YOUR ASSIGNMENT → Would you copy every line of the listing below that includes the word "track"?

SOURCE DATA →
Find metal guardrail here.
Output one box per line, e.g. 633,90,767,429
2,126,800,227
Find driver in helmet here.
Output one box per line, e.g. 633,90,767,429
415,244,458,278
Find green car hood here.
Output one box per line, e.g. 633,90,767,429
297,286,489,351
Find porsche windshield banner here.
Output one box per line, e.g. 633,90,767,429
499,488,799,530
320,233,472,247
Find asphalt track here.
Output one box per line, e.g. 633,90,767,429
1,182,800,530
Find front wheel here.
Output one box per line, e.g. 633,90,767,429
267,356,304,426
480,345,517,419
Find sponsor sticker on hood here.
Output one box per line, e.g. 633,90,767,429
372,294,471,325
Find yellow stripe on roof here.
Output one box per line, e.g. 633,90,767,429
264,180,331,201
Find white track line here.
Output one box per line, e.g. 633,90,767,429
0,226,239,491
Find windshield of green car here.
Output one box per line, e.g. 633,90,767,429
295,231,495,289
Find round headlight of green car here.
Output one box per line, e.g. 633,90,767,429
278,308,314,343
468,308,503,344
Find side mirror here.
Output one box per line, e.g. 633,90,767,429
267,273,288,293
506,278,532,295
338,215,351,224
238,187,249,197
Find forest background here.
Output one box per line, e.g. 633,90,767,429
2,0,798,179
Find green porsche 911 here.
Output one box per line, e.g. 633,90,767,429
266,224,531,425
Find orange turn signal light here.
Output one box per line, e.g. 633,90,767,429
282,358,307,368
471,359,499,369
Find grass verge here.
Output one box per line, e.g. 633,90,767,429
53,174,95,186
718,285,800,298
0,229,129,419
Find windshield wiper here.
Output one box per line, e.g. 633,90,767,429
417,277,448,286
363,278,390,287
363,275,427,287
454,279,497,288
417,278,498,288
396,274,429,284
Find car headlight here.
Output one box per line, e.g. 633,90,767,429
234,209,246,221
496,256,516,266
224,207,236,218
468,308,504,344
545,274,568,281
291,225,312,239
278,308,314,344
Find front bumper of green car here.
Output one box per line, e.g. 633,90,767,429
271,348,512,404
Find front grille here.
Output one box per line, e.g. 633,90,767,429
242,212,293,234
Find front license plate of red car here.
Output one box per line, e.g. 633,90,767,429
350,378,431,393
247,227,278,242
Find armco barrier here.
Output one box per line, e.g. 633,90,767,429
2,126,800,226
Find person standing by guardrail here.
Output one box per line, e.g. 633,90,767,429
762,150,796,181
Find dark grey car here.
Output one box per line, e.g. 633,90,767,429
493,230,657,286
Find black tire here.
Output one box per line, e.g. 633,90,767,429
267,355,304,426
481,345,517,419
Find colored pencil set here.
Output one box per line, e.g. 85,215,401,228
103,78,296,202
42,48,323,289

EXERCISE RESPONSE →
Find asphalt track here.
Find white track line here.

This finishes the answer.